- [TASK DESCRIPTION] Exactly as given, repeat all of the entries.

- [LISTED RECORDS]

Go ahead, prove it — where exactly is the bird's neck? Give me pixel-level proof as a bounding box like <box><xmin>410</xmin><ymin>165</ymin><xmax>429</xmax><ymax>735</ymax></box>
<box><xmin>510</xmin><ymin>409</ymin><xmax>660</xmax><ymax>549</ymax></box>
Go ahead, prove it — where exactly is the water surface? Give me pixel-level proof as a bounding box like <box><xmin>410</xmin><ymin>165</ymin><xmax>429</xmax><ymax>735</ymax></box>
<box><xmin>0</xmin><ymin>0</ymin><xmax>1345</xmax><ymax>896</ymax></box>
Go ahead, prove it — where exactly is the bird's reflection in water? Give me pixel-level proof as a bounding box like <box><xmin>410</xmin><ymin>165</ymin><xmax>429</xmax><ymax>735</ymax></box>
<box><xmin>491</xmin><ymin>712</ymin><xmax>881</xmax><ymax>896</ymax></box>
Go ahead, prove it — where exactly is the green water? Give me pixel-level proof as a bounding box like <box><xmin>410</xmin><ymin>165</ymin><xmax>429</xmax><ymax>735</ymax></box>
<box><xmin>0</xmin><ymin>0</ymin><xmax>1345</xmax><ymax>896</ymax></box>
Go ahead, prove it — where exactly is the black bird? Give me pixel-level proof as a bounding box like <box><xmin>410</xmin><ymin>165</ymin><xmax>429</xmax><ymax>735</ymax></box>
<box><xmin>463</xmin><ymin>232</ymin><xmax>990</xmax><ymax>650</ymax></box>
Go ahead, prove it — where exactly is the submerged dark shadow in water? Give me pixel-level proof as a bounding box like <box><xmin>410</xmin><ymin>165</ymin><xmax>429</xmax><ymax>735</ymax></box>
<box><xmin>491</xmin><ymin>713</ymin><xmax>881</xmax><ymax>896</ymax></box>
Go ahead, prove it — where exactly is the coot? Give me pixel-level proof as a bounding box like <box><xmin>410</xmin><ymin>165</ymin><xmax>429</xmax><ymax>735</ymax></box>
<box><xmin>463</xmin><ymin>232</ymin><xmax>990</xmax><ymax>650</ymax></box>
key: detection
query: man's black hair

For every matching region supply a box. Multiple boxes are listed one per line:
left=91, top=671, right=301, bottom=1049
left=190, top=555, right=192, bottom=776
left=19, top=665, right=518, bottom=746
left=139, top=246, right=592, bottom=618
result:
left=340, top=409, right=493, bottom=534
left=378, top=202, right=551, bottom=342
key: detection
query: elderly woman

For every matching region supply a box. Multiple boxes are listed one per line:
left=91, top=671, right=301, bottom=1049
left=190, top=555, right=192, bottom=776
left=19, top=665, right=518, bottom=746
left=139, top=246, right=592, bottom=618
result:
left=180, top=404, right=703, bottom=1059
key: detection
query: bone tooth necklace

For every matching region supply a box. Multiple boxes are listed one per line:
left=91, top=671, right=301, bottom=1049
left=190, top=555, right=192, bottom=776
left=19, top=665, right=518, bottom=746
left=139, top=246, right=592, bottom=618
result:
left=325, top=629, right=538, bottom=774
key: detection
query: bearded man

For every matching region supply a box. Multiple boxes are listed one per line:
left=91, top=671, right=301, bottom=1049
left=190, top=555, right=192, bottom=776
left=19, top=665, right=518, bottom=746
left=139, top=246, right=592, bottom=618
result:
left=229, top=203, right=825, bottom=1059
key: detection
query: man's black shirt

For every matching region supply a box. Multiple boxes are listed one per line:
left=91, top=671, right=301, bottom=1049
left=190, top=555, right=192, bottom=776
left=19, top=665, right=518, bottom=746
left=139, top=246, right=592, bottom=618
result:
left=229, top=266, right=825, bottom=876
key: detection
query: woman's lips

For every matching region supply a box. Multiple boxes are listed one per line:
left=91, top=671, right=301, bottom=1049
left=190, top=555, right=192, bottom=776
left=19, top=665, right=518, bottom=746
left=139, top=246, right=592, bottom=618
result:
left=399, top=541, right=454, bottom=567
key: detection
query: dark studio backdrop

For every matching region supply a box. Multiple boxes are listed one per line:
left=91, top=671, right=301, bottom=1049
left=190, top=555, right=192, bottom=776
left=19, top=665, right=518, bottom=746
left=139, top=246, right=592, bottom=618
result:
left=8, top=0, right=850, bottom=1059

- [RESPONSE TO THIS TASK]
Go ahead, prove it — where exactly is the bird's neck? Give me pixel-level proof as a bounding box like <box><xmin>410</xmin><ymin>165</ymin><xmax>429</xmax><ymax>735</ymax></box>
<box><xmin>510</xmin><ymin>409</ymin><xmax>660</xmax><ymax>549</ymax></box>
Go ahead, prove it — where exactly is the water surface? Give me pixel-level proof as a bounding box like <box><xmin>410</xmin><ymin>165</ymin><xmax>429</xmax><ymax>735</ymax></box>
<box><xmin>0</xmin><ymin>0</ymin><xmax>1345</xmax><ymax>896</ymax></box>
Go ahead, prove it — where exactly is the bird's reflection in water? Give me pixel-level proof as a bounding box like <box><xmin>410</xmin><ymin>165</ymin><xmax>429</xmax><ymax>735</ymax></box>
<box><xmin>491</xmin><ymin>712</ymin><xmax>881</xmax><ymax>896</ymax></box>
Go ahead, prove it — where exactly is the green water? Give me pixel-level proof as a bounding box like <box><xmin>410</xmin><ymin>165</ymin><xmax>429</xmax><ymax>735</ymax></box>
<box><xmin>0</xmin><ymin>0</ymin><xmax>1345</xmax><ymax>896</ymax></box>
Go ahead, prove it — where exactly is the black bird? Give me pixel-level proof as a bounding box like <box><xmin>410</xmin><ymin>165</ymin><xmax>429</xmax><ymax>735</ymax></box>
<box><xmin>463</xmin><ymin>232</ymin><xmax>990</xmax><ymax>650</ymax></box>
Go ahead, prove it — where exactly is the submerged dark shadow in water? Give me pixel-level proof as a bounding box like <box><xmin>410</xmin><ymin>165</ymin><xmax>429</xmax><ymax>735</ymax></box>
<box><xmin>491</xmin><ymin>713</ymin><xmax>881</xmax><ymax>896</ymax></box>
Go ahead, prove it — where exactly is the coot? Give me pixel-level proof as a bounding box like <box><xmin>410</xmin><ymin>165</ymin><xmax>429</xmax><ymax>735</ymax></box>
<box><xmin>463</xmin><ymin>232</ymin><xmax>990</xmax><ymax>650</ymax></box>
key: detection
query: man's black hair

For every matching region supply a box. Multiple boxes are listed one per line:
left=91, top=671, right=301, bottom=1049
left=190, top=555, right=192, bottom=776
left=19, top=665, right=518, bottom=746
left=139, top=246, right=592, bottom=618
result:
left=340, top=409, right=493, bottom=534
left=378, top=202, right=551, bottom=342
key: detection
query: elderly woman

For every matching region supply a box. Multiple boxes are listed one per line:
left=91, top=671, right=301, bottom=1049
left=190, top=555, right=192, bottom=776
left=19, top=665, right=518, bottom=746
left=139, top=246, right=592, bottom=618
result:
left=180, top=404, right=703, bottom=1059
key: detection
query: bone tooth necklace

For every matching region supply a box. Multiple boxes are listed one per line:
left=91, top=671, right=301, bottom=1049
left=190, top=555, right=192, bottom=776
left=19, top=665, right=518, bottom=746
left=139, top=246, right=592, bottom=618
result:
left=325, top=629, right=538, bottom=774
key: detection
query: bearded man

For every matching region supply a box. Multiple boxes are listed one per line:
left=91, top=671, right=301, bottom=1049
left=190, top=555, right=192, bottom=776
left=19, top=665, right=518, bottom=746
left=139, top=246, right=592, bottom=618
result:
left=229, top=203, right=825, bottom=1059
key: detection
query: man's black shirt

For every matching region supply a box. Multiple boxes are listed one per line:
left=91, top=671, right=301, bottom=1049
left=190, top=555, right=192, bottom=776
left=19, top=665, right=518, bottom=746
left=139, top=246, right=592, bottom=618
result:
left=229, top=266, right=825, bottom=876
key: detection
query: woman's lips

For every matching region supply a box. Multiple boxes are listed one per line:
left=91, top=671, right=301, bottom=1049
left=190, top=555, right=192, bottom=776
left=19, top=665, right=518, bottom=746
left=139, top=246, right=592, bottom=618
result:
left=399, top=541, right=454, bottom=567
key: detection
query: dark studio backdrop

For every matching region supply a box. Multiple boxes are listed one per line:
left=91, top=671, right=301, bottom=1049
left=190, top=555, right=192, bottom=776
left=19, top=665, right=518, bottom=746
left=139, top=246, right=592, bottom=618
result:
left=8, top=0, right=850, bottom=1059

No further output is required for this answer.